-- start of Supplied entries --
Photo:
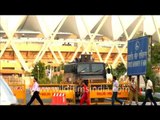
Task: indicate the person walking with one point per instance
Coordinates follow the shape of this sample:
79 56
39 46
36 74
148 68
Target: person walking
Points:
85 95
35 90
149 91
133 91
115 91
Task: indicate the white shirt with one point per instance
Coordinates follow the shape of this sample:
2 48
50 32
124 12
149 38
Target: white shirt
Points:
149 84
115 86
35 87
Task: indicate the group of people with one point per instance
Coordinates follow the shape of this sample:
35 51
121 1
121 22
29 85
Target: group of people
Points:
133 92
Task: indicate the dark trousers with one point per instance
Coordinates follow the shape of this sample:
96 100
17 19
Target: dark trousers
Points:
149 95
114 97
35 96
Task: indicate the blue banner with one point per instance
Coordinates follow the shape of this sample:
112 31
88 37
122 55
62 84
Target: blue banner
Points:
137 56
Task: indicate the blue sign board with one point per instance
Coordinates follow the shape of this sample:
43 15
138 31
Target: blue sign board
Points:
137 56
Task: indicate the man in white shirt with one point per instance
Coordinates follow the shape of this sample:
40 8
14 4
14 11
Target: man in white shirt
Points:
115 91
149 90
35 89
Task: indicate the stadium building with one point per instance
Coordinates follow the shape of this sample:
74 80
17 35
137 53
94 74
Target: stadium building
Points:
25 40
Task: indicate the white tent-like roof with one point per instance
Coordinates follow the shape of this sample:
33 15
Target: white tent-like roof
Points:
112 27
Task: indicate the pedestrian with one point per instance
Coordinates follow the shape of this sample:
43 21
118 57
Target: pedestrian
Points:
35 90
149 91
133 91
85 94
115 91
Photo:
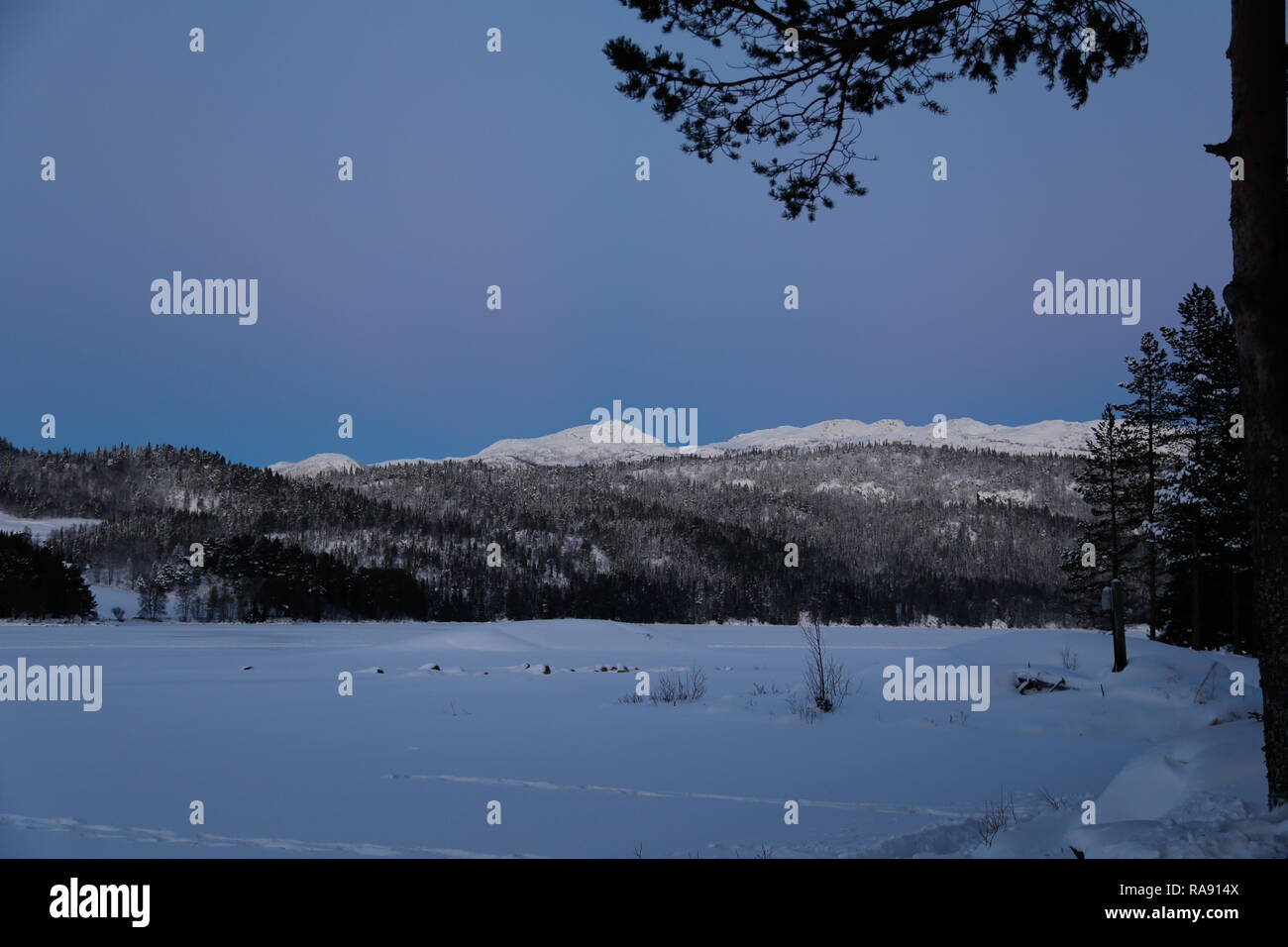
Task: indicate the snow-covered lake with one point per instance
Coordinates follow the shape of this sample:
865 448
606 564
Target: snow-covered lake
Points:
407 766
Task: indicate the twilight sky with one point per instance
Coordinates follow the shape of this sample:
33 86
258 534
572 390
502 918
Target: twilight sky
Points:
518 169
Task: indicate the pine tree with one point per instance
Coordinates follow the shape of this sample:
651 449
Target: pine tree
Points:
1109 482
1202 506
1151 415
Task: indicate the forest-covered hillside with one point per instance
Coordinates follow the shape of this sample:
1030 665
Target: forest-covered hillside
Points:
887 534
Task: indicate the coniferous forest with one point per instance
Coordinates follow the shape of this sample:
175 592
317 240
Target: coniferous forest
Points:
884 534
867 534
1166 487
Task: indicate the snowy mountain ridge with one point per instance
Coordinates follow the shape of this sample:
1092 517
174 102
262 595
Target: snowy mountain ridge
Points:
575 446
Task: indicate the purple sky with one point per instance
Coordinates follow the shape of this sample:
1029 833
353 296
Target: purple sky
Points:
516 169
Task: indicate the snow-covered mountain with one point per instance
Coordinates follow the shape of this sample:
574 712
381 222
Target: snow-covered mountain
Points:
1061 437
575 445
318 463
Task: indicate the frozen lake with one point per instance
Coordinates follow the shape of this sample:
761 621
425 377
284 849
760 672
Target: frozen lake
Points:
407 766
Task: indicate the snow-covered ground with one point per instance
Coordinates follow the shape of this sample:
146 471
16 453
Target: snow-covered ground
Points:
408 764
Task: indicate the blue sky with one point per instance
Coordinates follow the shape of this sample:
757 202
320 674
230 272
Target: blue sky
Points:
518 169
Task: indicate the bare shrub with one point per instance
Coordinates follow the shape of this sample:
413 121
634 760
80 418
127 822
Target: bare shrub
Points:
1069 657
683 686
996 817
825 682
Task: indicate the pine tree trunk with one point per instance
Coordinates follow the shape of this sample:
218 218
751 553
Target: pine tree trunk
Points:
1196 596
1258 303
-- end of Supplied entries --
Reproduce the items above, switching every "stadium building" to "arena building" and keeping everything else the same. Leave the pictures out of your answer.

Photo:
Task: indicate the person walking with one point per instance
Coordinates follow the shape of this sample:
79 56
39 46
36 74
148 68
Target: person walking
Points:
85 95
35 90
149 91
133 91
115 91
Task: indicate the white shirt with one point per instance
Coordinates follow the shape of this sample:
2 48
50 32
124 12
149 38
Target: white shirt
Points:
149 84
115 86
35 87
Task: indicate the group of people with one point per instance
Coordinates follow the shape of this sample:
35 51
121 1
121 22
29 85
Target: group of people
Points:
133 92
Task: indicate the dark trousers with one point per instance
Coordinates follow the shape of this sample:
96 100
17 19
Target: dark trousers
Points:
149 95
114 97
35 96
Task: indicate the blue banner with one point per instance
Coordinates follow the shape of this sample:
112 31
88 37
122 55
62 84
Target: blue banner
Points:
137 56
Task: indicate the blue sign board with one point per instance
Coordinates follow the shape of this sample:
43 15
138 31
Target: blue sign board
Points:
137 56
Task: indicate the man in white shirt with one point per instance
Coordinates follow the shape of this sample:
40 8
14 4
14 11
Target: man in white shirt
Points:
115 91
149 90
35 89
Task: indicate the arena building with one point per instance
Coordinates follow the shape of this sample:
74 80
17 35
137 53
94 74
Target: arena building
Points:
25 40
Task: indicate the white tent-like roof with one point per instance
Coordinates follow the shape of this sample:
33 15
Target: white tent-like roof
Points:
112 27
Task: indicate the pedestrian with one point per instance
Coordinates follow the shape of this sample:
43 21
118 57
Target: pedestrian
Points:
35 90
149 91
133 91
85 94
115 91
Photo:
Task: indicate the snow-covered lake with one point per instance
Coordinates follow the shape of this sample:
865 448
606 564
Target: snow-covered lake
Points:
407 766
Task: indicate the twilight sky with one point per instance
Coordinates follow the shape of this sample:
33 86
258 534
572 390
502 918
Target: twilight sky
Points:
518 169
Task: indicate the pine tree with one point per instance
Coordinates follow the shape of this sample:
651 449
Target: pine tree
Points:
1109 482
1202 506
1151 415
Task: indicate the forest-covered hillside with one point per instance
Coordinates follow the shape of this sample:
1030 665
Target: forest-covered hillside
Points:
887 534
Task: indicate the coniferous forest with one point per instance
Coordinates follow the shape of this sample:
175 592
317 240
Target: coniferous forest
Points:
884 534
867 534
1166 487
Task: indicate the snowy mountain ridge with one point per instance
Coordinates follow the shape of this sample:
1092 517
174 102
262 595
Target: snowy mountain ridge
Points:
575 446
Task: indicate the purple sky with one point per instance
Coordinates follow the shape of this sample:
1029 833
353 296
Target: purple sky
Points:
516 169
Task: indicate the snow-covered mountain with one point per instance
Coordinates follow the shape of this sample:
574 712
381 222
Target: snow-covered mountain
Points:
1061 437
575 445
318 463
Task: indicate the frozen lake with one point per instance
Coordinates follow the shape of this sample:
761 621
425 377
284 849
760 672
Target: frozen lake
Points:
407 766
Task: indicate the snow-covered ground with one point per instance
Coordinates follow the shape of this sample:
146 471
16 453
Target: snow-covered ground
Points:
408 764
Task: indicate the blue sky with one point per instance
Coordinates follow the shape of this sample:
757 202
320 674
230 272
Target: blue sky
Points:
518 169
Task: indicate the bare shrub with one point per instance
Coordinates follow the shape of this sample:
413 121
634 760
80 418
127 822
Target: bare shrub
Points:
1069 657
683 686
996 817
825 682
Task: indicate the pine tree trunk with one point per instance
Coordinates follow the shape of this sample:
218 218
751 553
Target: pine tree trunk
Points:
1196 596
1258 303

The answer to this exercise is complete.